EXERCISE — Copy out every line below without alteration.
(INFORMATION PROVIDED Opens)
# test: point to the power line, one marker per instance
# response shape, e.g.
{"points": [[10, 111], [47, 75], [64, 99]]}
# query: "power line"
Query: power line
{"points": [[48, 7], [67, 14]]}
(INFORMATION PROVIDED Closes)
SOLUTION —
# test: point to the power line, one marker per instance
# response shape, e.g.
{"points": [[10, 111], [47, 75], [64, 99]]}
# query: "power line"
Query: power line
{"points": [[48, 7], [67, 14]]}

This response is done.